[Фрагмент документа]
----

In [None]:
import json
from io import BytesIO
from typing import Any, Dict, List, Tuple, Union

import pandas as pd
from datasets import load_dataset
from PIL import Image
from sklearn.model_selection import train_test_split


# Helpers

def _to_pil_image(image_data: Any) -> Union[Image.Image, None]:
    """
    Преобразует данные изображения в объект PIL.Image. 
    Возвращает None для некорректных/пустых данных.
    """
    if image_data is None:
        return None
        
    try:
        if isinstance(image_data, Image.Image):
            return image_data
        elif isinstance(image_data, bytes):
            return Image.open(BytesIO(image_data))
        # Если в датасете есть поле "bytes" внутри словаря (как в ruVQA)
        elif isinstance(image_data, dict) and "bytes" in image_data and isinstance(image_data["bytes"], bytes):
            return Image.open(BytesIO(image_data["bytes"]))

----

[Представленные данные]
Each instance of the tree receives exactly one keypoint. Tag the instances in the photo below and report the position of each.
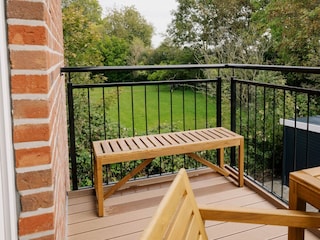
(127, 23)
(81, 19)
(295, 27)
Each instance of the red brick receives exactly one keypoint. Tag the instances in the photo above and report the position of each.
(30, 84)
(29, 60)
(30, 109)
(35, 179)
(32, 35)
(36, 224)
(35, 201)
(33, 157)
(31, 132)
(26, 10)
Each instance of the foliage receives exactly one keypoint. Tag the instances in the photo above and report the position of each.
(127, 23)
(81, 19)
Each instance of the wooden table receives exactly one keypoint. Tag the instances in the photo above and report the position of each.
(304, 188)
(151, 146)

----

[Задания]
a – Ответьте по фрагменту документа на вопросы ниже, по одному ответу в строке с той же пометкой.
(i) Из какого модуля импортируется train_test_split?
(ii) Что возвращает функция _to_pil_image, если image_data равно None?
(iii) Какой датасет назван в комментарии как пример с полем "bytes" внутри словаря?
b – Воспроизведите часть фрагмента документа без изменений: начните с места, где стоят слова «Преобразует данные изображения», и остановитесь после слов «(как в ruVQA)».

[Решения заданий]
a –
(i) sklearn.model_selection
(ii) None
(iii) ruVQA

b –
Преобразует данные изображения в объект PIL.Image. 
    Возвращает None для некорректных/пустых данных.
    """
    if image_data is None:
        return None
        
    try:
        if isinstance(image_data, Image.Image):
            return image_data
        elif isinstance(image_data, bytes):
            return Image.open(BytesIO(image_data))
        # Если в датасете есть поле "bytes" внутри словаря (как в ruVQA)